§ **Your instructions**: Output each entry exactly; skip nothing.

§ **Dataset rows**:
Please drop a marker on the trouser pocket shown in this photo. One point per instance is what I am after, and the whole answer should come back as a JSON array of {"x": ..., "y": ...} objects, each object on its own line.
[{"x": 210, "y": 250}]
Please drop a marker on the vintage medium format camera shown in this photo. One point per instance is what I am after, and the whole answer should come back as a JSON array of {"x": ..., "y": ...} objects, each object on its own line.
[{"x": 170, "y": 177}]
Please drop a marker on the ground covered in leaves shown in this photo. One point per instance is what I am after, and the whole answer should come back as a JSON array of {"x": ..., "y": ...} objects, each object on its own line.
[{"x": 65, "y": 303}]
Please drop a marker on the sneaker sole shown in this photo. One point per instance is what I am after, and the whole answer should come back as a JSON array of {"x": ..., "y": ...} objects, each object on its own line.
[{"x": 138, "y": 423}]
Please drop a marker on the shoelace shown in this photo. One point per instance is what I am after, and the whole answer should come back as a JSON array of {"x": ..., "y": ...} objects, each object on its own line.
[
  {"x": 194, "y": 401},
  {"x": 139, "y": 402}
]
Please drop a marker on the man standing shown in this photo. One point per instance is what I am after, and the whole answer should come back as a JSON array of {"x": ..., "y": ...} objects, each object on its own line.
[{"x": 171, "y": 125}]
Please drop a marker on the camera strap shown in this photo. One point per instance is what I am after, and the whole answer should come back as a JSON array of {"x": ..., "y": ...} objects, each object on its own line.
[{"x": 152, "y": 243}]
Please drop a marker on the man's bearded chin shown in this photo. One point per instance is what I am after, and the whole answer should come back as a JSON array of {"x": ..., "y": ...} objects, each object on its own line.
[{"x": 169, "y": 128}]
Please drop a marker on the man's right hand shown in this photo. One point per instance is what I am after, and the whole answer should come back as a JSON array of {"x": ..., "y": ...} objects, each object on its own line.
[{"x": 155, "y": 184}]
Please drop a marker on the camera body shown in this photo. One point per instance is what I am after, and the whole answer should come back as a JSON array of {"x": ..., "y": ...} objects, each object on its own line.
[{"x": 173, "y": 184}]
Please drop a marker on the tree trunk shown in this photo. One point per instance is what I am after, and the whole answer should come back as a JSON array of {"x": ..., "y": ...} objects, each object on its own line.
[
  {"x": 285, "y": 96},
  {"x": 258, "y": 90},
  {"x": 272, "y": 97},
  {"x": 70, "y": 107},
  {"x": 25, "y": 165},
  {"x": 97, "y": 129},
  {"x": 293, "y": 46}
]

§ **Solution to the exercise**:
Please drop a marker on the trouser pocket shown in this photo. One point per instance is what I am after, and the whole answer should come back as a JSON array of {"x": ..., "y": ...} objects, each object on its own line.
[{"x": 210, "y": 250}]
Please drop a marker on the vintage medium format camera shown in this photo. One point per instance is what I am after, and the whole answer should come back as a JSON array of {"x": ..., "y": ...} objects, each object on its own line.
[{"x": 170, "y": 177}]
Please drop a marker on the ground covered in leaves shown in this photo. One point per instance is what I am after, and the whole answer should come back as a JSON array of {"x": ..., "y": ...} objects, each object on its own line.
[{"x": 65, "y": 303}]
Please drop a marker on the sneaker sole shown in this photo. One point per instance is what I am after, and the whole answer should come back as a JSON array of {"x": ..., "y": ...} objects, each object on its own line.
[{"x": 138, "y": 423}]
Please drop a marker on the shoelace shown in this photo. One point per instance is what I am after, and the whole answer should come back as a JSON array of {"x": ..., "y": ...} objects, each object on its own line.
[
  {"x": 194, "y": 401},
  {"x": 139, "y": 402}
]
Please drop a marker on the man standing shown in this photo. One point per instance is what I am after, and the whole answer should come back as a JSON array of {"x": ..., "y": ...} objects, each object on its own line.
[{"x": 171, "y": 125}]
Please drop a marker on the camera strap shown in this photo. One point per instance is what I am after, and the whole answer should come back as a JSON array of {"x": ..., "y": ...} objects, each object on its own line.
[{"x": 152, "y": 243}]
Please drop a marker on the man's bearded chin shown in this photo. One point per instance is what I am after, and the whole answer should come back as a JSON array of {"x": ..., "y": ...} objects, each object on its own line.
[{"x": 169, "y": 128}]
Please drop a marker on the man's right hand shown in this photo. One point per instance is what I am after, and the whole answer should come back as a JSON array of {"x": ..., "y": ...} objects, each object on its own line.
[{"x": 155, "y": 184}]
Please drop a marker on the camera body shown in this photo. One point per instance is what I am after, and the whole answer should come back as a JSON array of {"x": ..., "y": ...} objects, each object on its own line.
[{"x": 173, "y": 184}]
Please drop a marker on the tree trunk shown in this photo. One point per instance is what I am after, and the whole answer should come back as a JSON array of {"x": ..., "y": ...} objects, each object on its own line.
[
  {"x": 285, "y": 96},
  {"x": 258, "y": 90},
  {"x": 272, "y": 97},
  {"x": 70, "y": 107},
  {"x": 25, "y": 165},
  {"x": 97, "y": 129},
  {"x": 293, "y": 46}
]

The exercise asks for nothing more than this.